>> begin

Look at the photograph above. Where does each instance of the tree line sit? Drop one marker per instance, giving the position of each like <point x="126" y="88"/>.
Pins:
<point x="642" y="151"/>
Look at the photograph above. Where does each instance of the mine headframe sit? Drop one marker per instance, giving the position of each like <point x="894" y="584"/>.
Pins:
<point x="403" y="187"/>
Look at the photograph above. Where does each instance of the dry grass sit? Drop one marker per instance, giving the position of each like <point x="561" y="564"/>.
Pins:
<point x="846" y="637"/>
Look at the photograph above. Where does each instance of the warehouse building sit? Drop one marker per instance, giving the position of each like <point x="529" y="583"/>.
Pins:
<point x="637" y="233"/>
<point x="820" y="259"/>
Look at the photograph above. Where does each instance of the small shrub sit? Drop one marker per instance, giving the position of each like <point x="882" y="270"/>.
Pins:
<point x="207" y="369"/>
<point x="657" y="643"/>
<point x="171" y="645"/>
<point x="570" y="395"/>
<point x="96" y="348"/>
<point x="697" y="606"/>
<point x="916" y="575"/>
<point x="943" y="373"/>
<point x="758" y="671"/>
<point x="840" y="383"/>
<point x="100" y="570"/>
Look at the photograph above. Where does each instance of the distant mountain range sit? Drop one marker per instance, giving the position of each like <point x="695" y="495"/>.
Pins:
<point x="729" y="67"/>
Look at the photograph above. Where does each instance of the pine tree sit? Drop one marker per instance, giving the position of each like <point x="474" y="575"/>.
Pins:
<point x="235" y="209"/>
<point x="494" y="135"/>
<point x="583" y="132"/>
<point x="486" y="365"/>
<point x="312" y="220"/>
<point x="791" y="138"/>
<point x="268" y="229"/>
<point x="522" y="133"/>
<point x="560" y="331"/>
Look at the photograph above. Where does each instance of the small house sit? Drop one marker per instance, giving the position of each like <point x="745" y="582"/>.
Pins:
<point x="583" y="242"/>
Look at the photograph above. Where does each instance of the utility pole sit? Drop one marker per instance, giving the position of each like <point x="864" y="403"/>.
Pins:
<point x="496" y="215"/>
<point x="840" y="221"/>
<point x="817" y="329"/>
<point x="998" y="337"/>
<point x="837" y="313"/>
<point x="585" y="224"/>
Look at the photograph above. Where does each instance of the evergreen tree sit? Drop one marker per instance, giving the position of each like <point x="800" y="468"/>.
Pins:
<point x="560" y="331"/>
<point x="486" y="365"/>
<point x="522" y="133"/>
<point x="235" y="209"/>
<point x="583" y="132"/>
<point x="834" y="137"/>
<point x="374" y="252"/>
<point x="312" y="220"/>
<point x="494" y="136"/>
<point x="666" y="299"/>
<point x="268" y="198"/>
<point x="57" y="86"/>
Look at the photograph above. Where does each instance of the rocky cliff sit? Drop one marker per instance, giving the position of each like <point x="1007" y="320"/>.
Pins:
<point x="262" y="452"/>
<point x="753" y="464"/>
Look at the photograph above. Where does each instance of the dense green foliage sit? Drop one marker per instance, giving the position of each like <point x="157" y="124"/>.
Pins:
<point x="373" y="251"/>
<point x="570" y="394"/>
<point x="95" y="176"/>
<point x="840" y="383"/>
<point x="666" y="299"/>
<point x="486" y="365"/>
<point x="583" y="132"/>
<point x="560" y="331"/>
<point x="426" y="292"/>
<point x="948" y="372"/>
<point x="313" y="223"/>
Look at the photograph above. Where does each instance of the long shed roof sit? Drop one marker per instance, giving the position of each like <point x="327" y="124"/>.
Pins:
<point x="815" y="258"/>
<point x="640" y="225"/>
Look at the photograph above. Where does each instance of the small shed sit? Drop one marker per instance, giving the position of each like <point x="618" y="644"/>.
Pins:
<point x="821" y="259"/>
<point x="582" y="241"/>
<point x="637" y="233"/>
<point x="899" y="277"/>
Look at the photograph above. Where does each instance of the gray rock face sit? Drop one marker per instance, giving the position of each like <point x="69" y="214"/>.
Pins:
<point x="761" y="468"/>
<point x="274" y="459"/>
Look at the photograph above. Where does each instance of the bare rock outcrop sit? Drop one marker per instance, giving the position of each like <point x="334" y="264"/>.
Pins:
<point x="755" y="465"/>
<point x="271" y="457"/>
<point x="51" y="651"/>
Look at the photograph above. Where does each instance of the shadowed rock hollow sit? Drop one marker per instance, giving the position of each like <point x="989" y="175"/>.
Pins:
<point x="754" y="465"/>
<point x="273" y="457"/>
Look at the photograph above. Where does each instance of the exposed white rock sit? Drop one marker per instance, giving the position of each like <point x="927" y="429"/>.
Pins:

>> end

INSTRUCTION >>
Retype the lines exactly, from the line containing "of the exposed" through the end of the items.

RESPONSE TO THIS TASK >>
Look at the photograph above. Where does each instance of the exposed white rock sit? Drop one marker per instance, giving the position of each like <point x="927" y="429"/>.
Pins:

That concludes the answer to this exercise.